[Data to examine]
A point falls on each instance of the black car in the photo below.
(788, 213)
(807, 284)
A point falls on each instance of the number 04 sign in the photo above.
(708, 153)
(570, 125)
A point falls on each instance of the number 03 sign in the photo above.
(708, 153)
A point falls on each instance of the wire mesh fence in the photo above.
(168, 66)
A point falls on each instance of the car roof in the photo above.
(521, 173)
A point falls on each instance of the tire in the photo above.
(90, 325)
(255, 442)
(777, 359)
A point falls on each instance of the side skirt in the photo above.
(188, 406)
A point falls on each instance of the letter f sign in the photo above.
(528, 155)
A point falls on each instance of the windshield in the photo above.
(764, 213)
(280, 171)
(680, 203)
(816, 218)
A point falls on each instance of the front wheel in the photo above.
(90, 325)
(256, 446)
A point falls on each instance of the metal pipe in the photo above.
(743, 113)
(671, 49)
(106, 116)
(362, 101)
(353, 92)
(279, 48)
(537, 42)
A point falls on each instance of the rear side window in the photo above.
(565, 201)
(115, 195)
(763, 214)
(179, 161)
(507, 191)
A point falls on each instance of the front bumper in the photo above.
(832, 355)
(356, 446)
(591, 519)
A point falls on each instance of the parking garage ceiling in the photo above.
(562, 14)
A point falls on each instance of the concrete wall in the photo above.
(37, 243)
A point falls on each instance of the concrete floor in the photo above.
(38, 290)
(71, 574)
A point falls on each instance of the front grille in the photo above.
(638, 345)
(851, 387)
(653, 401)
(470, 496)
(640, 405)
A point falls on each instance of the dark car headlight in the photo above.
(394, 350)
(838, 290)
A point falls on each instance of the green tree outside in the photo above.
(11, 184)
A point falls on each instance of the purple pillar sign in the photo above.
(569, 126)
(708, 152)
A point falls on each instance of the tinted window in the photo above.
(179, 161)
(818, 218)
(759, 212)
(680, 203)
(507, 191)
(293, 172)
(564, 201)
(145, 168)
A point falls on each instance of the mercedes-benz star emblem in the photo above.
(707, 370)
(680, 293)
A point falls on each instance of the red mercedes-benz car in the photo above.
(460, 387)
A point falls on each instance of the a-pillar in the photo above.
[/Data to examine]
◆ Exercise ◆
Quote each line above in full, word for word.

◆ Answer space ◆
A point falls on each instance of the black car in the photo below.
(788, 213)
(807, 284)
A point falls on each instance of the number 04 sign in the photo above.
(708, 153)
(570, 125)
A point falls on each instance of the number 03 sign in the photo above.
(708, 153)
A point falls on each instance of the wire mesh fence in the photo above.
(168, 66)
A point falls on each instance of the car roof in the photo above.
(521, 173)
A point falls on each instance of the tire in the photo above.
(90, 325)
(255, 442)
(777, 359)
A point falls on each instance of the side skirt in the photo above.
(188, 406)
A point falls on each instance of the letter f sign in the photo above.
(528, 155)
A point falls on each instance of the windshield in the photo above.
(764, 213)
(280, 171)
(680, 203)
(816, 218)
A point falls on each instance of the front wheel in the photo above.
(90, 325)
(256, 446)
A point falls on each instance of the metal pipe in the photo above.
(743, 113)
(671, 49)
(106, 116)
(362, 101)
(353, 92)
(279, 48)
(537, 42)
A point falls on each instance of the rear side window in the photo above.
(565, 201)
(115, 195)
(763, 214)
(179, 161)
(507, 191)
A point falls on each instance of the front bumper in the photo above.
(832, 355)
(356, 446)
(591, 519)
A point falls on each instance of the parking garage ceiling in the photo above.
(562, 14)
A point falls on each instance of the concrete wall in the photo above.
(37, 243)
A point falls on each instance of the concrete floor in the photo above.
(38, 290)
(71, 574)
A point falls on each instance of the front grille in the photo above.
(638, 345)
(851, 387)
(653, 401)
(470, 496)
(640, 405)
A point falls on each instance of the dark car headlight in the photo above.
(394, 350)
(838, 290)
A point falls on each instance of the green tree outside in the photo above.
(11, 184)
A point falls on each instance of the purple pillar sign in the photo above.
(569, 126)
(708, 152)
A point falls on each instance of the tinted window in the photo above.
(179, 161)
(818, 218)
(759, 212)
(680, 203)
(507, 191)
(293, 172)
(564, 201)
(145, 168)
A point falls on each instance of the mercedes-benz star emblem in the photo above.
(707, 370)
(680, 293)
A point falls on each instance of the red mercedes-benz car in the photo above.
(460, 387)
A point falls on each instance of the a-pillar in the photo above.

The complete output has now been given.